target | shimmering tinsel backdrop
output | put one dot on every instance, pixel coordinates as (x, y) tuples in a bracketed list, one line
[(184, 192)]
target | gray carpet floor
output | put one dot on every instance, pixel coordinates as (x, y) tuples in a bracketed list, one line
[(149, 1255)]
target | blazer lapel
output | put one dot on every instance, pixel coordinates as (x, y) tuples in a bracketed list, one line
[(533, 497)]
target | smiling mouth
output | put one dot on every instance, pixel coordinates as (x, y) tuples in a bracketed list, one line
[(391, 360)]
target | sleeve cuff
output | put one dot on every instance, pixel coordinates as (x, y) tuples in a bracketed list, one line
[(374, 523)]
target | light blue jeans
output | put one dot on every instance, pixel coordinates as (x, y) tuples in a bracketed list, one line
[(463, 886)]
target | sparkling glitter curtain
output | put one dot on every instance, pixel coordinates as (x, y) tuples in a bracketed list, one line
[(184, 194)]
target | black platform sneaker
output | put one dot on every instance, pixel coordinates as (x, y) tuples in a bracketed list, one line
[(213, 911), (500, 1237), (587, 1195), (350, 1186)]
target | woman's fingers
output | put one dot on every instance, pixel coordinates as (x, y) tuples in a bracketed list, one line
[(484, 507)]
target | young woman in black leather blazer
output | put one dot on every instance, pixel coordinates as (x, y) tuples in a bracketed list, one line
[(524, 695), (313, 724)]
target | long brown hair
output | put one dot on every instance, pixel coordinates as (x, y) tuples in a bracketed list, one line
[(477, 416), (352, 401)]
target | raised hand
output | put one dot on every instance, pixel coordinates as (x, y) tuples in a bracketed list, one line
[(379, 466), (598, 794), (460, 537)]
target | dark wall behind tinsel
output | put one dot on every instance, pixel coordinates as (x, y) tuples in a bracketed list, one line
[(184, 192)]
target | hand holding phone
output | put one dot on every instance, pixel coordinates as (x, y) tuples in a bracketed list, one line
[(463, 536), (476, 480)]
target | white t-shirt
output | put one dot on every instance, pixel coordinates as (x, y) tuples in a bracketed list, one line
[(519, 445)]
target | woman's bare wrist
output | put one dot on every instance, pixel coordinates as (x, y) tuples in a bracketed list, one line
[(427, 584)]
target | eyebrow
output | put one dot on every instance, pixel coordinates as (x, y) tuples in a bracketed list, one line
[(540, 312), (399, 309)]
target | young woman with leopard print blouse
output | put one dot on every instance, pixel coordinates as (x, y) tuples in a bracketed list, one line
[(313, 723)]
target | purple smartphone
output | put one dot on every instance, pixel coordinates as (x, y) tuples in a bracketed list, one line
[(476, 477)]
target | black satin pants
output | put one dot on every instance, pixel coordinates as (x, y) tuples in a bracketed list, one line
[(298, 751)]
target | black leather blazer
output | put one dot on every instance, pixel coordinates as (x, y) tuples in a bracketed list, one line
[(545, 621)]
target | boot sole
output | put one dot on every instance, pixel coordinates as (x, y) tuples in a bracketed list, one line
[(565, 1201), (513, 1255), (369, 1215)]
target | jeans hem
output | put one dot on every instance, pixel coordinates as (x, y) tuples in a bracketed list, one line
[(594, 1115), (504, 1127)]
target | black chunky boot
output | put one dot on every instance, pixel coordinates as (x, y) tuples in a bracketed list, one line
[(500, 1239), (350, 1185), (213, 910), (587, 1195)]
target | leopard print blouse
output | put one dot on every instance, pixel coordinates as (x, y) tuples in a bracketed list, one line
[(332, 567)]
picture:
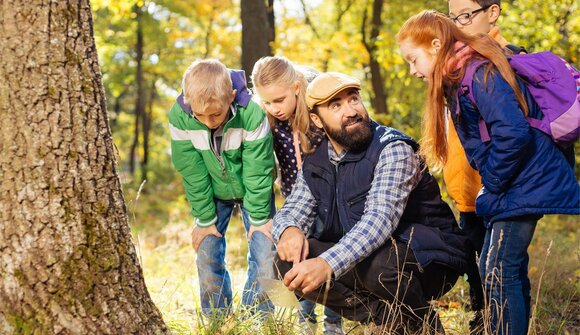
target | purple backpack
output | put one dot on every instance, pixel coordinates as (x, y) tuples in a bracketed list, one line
[(555, 86)]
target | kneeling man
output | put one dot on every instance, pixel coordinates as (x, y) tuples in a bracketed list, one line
[(366, 218)]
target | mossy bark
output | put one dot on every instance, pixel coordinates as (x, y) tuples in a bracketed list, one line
[(67, 262)]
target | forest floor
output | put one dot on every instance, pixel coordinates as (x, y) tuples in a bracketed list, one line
[(168, 262)]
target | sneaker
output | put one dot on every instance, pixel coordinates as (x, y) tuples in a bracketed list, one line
[(308, 328), (332, 328)]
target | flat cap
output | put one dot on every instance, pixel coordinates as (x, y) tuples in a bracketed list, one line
[(327, 85)]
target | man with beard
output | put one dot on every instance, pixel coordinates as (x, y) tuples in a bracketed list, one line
[(366, 219)]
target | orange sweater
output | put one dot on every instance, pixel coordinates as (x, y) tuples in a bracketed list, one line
[(462, 181)]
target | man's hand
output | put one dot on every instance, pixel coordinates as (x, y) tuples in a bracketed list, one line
[(308, 275), (265, 229), (199, 233), (292, 246)]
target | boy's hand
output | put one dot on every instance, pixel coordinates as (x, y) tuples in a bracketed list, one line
[(199, 233), (293, 246), (308, 275), (265, 229)]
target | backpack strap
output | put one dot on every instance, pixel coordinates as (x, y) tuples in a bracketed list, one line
[(516, 50), (466, 88)]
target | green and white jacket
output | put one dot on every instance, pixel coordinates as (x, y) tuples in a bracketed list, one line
[(243, 171)]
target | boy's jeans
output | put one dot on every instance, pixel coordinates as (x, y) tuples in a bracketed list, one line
[(504, 265), (214, 279)]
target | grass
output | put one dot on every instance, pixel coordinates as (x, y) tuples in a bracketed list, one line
[(170, 273)]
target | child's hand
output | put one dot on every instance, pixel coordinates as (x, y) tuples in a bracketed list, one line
[(199, 233), (265, 229)]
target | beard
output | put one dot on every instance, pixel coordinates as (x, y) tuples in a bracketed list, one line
[(355, 138)]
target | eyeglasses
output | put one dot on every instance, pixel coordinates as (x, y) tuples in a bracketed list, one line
[(466, 18)]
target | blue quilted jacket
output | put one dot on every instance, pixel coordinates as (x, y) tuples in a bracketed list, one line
[(523, 171)]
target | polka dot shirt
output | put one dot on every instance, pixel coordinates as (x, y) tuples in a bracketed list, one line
[(285, 152)]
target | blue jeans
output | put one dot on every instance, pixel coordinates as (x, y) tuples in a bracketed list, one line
[(504, 265), (474, 228), (309, 314), (214, 279)]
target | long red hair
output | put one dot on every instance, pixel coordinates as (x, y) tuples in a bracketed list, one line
[(421, 29)]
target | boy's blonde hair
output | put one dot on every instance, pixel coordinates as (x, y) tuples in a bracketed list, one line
[(279, 70), (207, 83)]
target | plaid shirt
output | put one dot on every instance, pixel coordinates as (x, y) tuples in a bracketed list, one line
[(397, 173)]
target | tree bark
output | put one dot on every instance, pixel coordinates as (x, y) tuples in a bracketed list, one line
[(67, 262), (379, 100), (256, 32)]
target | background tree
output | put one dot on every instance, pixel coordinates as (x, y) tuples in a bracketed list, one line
[(68, 263), (257, 34)]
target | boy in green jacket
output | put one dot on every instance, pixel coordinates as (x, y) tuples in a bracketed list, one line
[(222, 146)]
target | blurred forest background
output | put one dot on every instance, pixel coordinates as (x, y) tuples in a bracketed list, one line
[(144, 47)]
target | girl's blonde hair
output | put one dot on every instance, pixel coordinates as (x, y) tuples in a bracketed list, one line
[(421, 29), (278, 70)]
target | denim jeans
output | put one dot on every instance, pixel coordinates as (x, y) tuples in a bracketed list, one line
[(474, 228), (504, 265), (214, 279)]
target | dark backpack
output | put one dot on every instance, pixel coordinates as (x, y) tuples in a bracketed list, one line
[(555, 86)]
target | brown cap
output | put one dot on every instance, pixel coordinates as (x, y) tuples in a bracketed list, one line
[(327, 85)]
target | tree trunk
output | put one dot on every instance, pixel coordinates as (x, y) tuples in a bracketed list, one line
[(67, 263), (256, 33), (140, 99), (379, 100)]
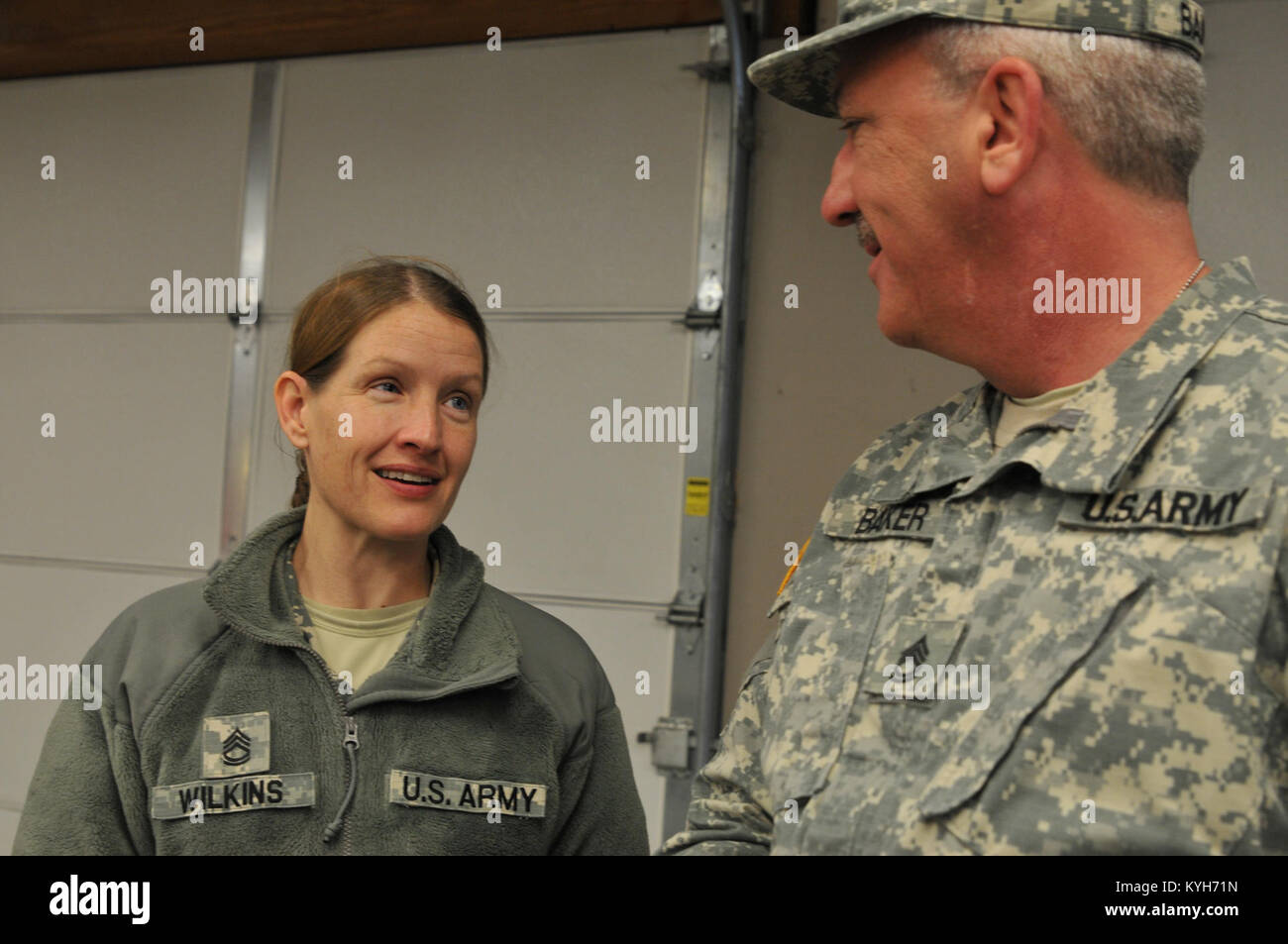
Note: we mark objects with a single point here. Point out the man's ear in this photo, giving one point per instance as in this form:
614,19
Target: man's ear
1006,120
288,393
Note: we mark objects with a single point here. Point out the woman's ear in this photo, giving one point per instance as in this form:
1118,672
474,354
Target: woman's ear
1006,117
290,394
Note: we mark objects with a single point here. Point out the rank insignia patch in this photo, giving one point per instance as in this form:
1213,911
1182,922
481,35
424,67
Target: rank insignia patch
235,745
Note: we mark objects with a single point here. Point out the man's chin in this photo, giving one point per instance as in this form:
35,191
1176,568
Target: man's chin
898,329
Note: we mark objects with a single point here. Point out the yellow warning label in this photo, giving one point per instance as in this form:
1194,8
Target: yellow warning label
697,497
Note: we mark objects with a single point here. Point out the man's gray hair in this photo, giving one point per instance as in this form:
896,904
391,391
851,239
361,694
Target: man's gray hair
1136,107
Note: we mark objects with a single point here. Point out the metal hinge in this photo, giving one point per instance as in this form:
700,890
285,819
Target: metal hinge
671,738
711,69
686,609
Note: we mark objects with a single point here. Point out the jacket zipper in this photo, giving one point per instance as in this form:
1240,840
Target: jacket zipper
351,755
349,743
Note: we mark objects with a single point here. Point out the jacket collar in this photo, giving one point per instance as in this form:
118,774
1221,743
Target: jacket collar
462,638
1109,421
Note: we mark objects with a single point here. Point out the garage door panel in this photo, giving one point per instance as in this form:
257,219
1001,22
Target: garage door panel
507,166
134,469
149,179
53,616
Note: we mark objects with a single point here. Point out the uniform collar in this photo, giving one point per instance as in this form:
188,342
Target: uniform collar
1107,423
462,638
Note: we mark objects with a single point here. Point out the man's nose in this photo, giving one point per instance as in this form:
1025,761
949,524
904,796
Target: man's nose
838,206
424,429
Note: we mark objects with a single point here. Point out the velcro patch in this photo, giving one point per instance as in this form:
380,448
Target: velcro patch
235,745
239,794
438,792
1179,507
917,519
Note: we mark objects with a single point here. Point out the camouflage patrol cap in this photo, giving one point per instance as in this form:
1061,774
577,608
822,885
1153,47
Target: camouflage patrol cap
805,76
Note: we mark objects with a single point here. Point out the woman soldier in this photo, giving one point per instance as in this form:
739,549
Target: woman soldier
346,682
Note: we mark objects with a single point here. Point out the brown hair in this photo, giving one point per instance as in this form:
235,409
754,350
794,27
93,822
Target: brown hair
338,309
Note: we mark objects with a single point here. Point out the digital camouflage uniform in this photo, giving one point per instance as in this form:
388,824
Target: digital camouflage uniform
1121,570
492,729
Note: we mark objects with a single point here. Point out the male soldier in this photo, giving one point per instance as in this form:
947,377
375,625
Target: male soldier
1047,616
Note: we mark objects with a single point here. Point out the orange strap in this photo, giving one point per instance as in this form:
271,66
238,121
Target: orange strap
793,569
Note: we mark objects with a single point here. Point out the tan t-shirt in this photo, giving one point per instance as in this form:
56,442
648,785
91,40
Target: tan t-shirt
362,640
1021,413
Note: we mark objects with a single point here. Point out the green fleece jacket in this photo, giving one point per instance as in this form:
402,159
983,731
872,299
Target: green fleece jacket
492,730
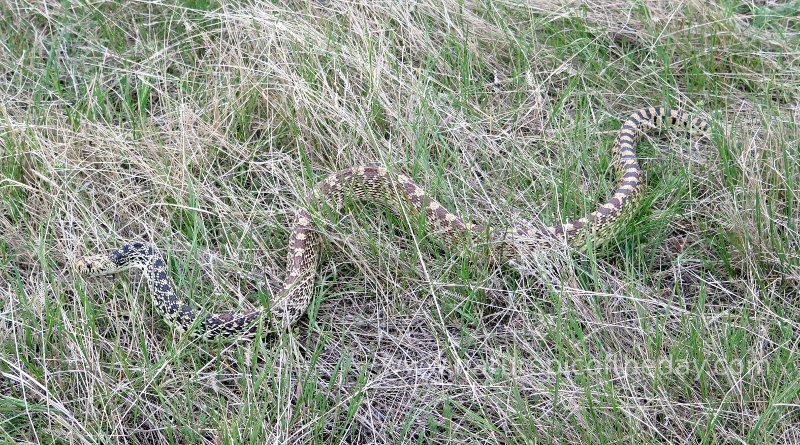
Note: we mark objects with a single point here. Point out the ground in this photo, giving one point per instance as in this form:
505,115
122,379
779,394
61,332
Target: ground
200,126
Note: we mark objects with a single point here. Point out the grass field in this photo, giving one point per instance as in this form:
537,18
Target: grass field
201,126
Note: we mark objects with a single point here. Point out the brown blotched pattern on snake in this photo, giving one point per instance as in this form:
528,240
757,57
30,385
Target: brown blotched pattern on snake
400,193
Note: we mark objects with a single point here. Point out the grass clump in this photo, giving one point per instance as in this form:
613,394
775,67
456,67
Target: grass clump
200,126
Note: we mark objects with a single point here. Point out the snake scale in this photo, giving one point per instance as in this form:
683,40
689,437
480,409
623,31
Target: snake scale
382,186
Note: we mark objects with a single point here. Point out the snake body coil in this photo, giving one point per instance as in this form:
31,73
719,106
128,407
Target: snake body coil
383,186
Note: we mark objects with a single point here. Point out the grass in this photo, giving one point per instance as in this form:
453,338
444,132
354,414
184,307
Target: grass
200,126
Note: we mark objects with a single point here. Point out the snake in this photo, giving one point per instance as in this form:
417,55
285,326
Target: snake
403,196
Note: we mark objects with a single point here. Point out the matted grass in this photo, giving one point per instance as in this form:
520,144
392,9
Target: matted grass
200,127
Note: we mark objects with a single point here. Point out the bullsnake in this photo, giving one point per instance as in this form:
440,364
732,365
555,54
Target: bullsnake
382,186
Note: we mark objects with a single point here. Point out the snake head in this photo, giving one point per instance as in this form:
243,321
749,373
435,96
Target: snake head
94,265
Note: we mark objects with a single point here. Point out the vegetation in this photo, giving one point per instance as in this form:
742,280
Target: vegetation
200,126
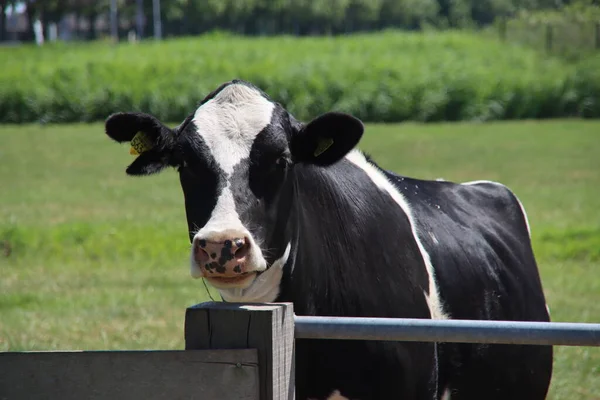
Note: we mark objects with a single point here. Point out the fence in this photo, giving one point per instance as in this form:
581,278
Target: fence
243,351
565,37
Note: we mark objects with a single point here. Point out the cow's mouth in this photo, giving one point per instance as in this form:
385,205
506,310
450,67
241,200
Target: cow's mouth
222,282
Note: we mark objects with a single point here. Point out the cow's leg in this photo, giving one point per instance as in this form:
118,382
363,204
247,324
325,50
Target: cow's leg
499,372
364,370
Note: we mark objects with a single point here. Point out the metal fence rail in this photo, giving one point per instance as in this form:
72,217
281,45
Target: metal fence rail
458,331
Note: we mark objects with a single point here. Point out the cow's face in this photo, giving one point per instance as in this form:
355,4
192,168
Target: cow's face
235,156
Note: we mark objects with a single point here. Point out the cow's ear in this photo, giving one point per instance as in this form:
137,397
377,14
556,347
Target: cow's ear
326,139
150,140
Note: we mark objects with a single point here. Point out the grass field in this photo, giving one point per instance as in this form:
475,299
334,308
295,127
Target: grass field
93,259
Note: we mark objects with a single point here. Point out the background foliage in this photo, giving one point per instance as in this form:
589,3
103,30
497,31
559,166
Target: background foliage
383,77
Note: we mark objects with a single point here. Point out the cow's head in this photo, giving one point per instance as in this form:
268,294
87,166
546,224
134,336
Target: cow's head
235,156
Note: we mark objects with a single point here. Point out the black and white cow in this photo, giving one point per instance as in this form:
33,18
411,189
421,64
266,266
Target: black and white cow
280,210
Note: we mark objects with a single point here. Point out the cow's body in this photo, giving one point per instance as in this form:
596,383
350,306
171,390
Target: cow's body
281,219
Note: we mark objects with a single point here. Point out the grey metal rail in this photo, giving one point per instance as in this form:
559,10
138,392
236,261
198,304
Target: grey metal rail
458,331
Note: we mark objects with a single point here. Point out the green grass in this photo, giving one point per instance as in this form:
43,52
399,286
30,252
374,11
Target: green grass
94,259
379,77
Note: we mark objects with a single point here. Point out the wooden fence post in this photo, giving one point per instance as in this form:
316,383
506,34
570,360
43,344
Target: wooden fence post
267,327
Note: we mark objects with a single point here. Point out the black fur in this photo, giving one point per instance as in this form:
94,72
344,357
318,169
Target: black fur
353,253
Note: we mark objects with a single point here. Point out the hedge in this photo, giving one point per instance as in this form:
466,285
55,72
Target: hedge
384,77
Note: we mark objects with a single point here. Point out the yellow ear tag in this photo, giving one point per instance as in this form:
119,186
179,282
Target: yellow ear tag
140,143
322,145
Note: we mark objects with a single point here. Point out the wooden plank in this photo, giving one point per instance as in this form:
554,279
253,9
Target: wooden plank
268,327
202,375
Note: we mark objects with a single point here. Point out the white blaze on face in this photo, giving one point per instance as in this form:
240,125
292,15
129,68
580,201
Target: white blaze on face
264,289
228,124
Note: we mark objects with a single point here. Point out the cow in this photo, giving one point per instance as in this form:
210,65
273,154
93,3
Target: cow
280,210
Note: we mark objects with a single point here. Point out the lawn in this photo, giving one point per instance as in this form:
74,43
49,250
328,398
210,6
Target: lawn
93,259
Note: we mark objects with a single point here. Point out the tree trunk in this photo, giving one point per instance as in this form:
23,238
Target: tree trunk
92,33
3,32
30,34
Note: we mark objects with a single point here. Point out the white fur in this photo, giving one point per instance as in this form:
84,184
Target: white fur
433,300
519,201
228,124
263,289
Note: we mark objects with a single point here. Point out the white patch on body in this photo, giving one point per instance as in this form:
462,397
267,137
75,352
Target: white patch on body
263,289
433,300
229,123
519,201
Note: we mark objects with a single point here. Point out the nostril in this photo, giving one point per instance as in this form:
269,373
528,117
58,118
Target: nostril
201,254
243,248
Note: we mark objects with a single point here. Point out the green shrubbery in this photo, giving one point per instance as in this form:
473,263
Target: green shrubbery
385,77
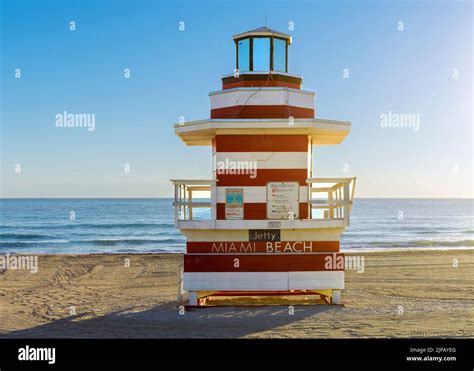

=== Goal of the exercise ===
In the listing above, please copy exactly the lines from the first through the one that contains "target | light blue jeans", and no others.

=== The answer ===
target | shimmering tinsel backdrop
output | put one dot on every instance, pixel coordinates as (x, y) tuples in a bracketed list, one line
[(184, 192)]
target | gray carpet floor
output | put one dot on every instance, pixel coordinates as (x, y) tuples in a bracketed list, one line
[(149, 1255)]
target | blazer lapel
output | put one dot on every instance, pixel coordinates as (x, y) tuples in a bracketed list, one line
[(533, 497)]
target | smiling mouth
output | put one dot on every instance, pixel coordinates as (x, y) tuples in a bracketed list, one line
[(391, 360)]
target | sleeve cuff
output | put one dot on every instance, pixel coordinates as (x, y) tuples in a bracketed list, one line
[(374, 523)]
target | light blue jeans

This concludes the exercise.